1st or 2nd year of studies, after the course Computer Organization I. Normal lecture course offered in period 3 in Spring semesters.

Operating systems structure and basic operating principles Processes and threads Mutual exclusion problem, synchronization problem, deadlock and starvation Memory management, virtual memory Process and thread scheduling (one processor systems, multiprocessor systems and real time systems) I/O management, disk scheduling, RAID, file management Operating system security, access control mechanisms

William Stallings, Operating Systems - Internals and Design Principles, 9th ed, Pearson 2018. All students should have access to the text book. New editions for the text book can be taken to use immediately after publication.

Student: lectures with small group discussions, doing the homeworks independently and discussing them in (small) groups in practice sessions, exams. Instructor and teaching assistants: creating the lecture material, lectures, supervising exams, homeworks and their solutions, supervising practice sessions, making exam questions and answers for them, grading the exams, supervising teaching assistants, updating course information in web, bookkeeping for the course, student grading.

Stored data:
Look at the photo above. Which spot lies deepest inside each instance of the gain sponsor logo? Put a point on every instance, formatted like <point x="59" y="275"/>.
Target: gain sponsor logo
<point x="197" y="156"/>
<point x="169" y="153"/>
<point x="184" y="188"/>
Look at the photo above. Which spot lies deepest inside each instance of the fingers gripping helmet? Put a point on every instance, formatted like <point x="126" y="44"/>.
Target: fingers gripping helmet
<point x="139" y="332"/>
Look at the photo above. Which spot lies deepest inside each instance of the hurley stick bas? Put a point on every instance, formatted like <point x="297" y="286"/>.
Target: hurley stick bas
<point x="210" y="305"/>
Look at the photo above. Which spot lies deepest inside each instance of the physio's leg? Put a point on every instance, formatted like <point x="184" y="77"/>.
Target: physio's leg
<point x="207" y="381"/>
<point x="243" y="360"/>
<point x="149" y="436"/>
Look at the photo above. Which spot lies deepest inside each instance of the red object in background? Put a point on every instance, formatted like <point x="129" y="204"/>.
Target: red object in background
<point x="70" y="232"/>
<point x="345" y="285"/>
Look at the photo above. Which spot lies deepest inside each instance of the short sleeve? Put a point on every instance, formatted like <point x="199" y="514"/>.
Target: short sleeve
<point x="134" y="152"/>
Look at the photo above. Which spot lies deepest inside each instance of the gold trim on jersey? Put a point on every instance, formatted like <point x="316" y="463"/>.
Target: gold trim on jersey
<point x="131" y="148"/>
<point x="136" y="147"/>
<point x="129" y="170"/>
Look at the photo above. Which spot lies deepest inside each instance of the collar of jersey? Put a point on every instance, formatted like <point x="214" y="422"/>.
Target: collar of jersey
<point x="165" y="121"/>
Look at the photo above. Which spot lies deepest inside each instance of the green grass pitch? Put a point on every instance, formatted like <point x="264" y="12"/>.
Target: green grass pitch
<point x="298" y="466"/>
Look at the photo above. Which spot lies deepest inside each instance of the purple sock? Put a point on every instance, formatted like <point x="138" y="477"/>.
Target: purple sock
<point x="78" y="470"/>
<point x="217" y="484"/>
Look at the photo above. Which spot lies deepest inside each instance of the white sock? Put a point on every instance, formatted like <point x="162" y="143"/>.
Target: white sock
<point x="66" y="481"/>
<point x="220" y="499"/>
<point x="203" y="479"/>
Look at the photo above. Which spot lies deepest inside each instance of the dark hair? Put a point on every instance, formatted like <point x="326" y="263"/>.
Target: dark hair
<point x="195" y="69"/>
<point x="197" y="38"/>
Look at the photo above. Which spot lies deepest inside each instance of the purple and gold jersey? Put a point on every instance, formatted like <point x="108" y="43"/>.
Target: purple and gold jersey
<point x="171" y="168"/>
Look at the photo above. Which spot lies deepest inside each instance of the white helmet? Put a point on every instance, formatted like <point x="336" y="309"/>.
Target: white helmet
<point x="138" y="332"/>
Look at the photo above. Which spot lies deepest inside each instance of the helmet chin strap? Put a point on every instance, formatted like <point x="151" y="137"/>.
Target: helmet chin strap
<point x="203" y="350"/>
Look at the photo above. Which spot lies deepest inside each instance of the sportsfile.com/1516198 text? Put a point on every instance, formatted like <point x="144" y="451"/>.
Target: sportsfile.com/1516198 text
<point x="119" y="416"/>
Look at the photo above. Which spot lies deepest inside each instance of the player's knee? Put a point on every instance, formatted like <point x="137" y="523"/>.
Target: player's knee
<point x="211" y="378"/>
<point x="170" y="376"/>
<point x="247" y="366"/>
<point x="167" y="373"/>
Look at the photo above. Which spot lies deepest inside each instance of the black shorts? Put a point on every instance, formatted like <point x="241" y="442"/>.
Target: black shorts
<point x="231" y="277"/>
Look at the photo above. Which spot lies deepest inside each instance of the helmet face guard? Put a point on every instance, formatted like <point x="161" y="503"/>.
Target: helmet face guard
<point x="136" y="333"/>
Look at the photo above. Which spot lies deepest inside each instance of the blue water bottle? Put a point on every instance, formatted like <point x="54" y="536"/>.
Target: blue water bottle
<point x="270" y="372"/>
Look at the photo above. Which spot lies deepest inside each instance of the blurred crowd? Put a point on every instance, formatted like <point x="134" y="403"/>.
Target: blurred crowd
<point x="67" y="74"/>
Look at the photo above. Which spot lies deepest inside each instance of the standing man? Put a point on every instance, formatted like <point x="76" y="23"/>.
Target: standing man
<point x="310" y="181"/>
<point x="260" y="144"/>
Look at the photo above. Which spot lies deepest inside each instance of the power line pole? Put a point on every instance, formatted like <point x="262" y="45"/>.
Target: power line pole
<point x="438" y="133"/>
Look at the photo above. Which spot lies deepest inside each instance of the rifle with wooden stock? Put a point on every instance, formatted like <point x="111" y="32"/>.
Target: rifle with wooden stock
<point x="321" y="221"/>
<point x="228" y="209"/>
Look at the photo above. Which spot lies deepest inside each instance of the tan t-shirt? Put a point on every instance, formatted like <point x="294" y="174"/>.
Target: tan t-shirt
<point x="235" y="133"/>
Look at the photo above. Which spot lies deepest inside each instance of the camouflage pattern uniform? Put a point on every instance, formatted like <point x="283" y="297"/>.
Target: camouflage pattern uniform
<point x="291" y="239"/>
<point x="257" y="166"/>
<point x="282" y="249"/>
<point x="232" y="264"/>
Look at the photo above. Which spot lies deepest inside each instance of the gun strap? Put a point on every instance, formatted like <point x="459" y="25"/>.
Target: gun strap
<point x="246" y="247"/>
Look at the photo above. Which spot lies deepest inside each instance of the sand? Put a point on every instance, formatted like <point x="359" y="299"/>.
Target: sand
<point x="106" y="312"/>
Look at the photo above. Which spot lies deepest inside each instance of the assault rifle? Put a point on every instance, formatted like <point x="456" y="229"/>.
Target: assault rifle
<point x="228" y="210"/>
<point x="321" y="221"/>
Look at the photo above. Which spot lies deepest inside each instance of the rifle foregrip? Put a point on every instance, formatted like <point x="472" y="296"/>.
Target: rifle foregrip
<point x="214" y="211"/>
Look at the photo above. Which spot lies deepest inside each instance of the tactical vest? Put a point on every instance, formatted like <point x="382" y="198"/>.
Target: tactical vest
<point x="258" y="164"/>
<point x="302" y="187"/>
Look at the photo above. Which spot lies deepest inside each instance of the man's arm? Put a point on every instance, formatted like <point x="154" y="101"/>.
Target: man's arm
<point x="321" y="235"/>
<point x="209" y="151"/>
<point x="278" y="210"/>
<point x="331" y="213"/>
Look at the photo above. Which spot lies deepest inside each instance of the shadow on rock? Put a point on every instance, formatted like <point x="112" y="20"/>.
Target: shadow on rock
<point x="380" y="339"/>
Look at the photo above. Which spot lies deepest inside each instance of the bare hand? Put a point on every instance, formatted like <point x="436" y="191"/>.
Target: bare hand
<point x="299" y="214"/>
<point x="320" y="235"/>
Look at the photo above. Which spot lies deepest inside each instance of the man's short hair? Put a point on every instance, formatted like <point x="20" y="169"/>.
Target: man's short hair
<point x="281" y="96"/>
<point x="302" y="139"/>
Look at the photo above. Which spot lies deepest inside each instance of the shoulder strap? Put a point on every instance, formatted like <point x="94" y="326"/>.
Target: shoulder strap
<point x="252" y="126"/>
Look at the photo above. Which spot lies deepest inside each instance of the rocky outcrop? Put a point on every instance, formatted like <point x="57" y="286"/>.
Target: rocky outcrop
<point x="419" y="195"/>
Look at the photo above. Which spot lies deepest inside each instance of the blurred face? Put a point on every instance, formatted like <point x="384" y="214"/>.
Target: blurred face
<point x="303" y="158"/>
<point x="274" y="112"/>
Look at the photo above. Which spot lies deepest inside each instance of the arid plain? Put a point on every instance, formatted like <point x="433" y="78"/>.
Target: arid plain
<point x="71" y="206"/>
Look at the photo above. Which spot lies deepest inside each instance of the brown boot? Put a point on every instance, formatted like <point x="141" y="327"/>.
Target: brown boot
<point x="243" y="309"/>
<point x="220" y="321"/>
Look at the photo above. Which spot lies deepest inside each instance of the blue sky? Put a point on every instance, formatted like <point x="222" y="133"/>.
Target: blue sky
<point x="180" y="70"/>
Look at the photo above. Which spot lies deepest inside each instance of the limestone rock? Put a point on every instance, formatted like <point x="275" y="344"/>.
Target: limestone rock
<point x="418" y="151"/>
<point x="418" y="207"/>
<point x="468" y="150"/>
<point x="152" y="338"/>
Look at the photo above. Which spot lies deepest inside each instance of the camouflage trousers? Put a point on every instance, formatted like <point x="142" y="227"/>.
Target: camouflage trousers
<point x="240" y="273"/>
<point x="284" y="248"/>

To do: Please name the textbook that the course description says all students should have access to. The records are separate material and have nothing to do with the course description.

Output below: William Stallings, Operating Systems - Internals and Design Principles, 9th edition (Pearson, 2018).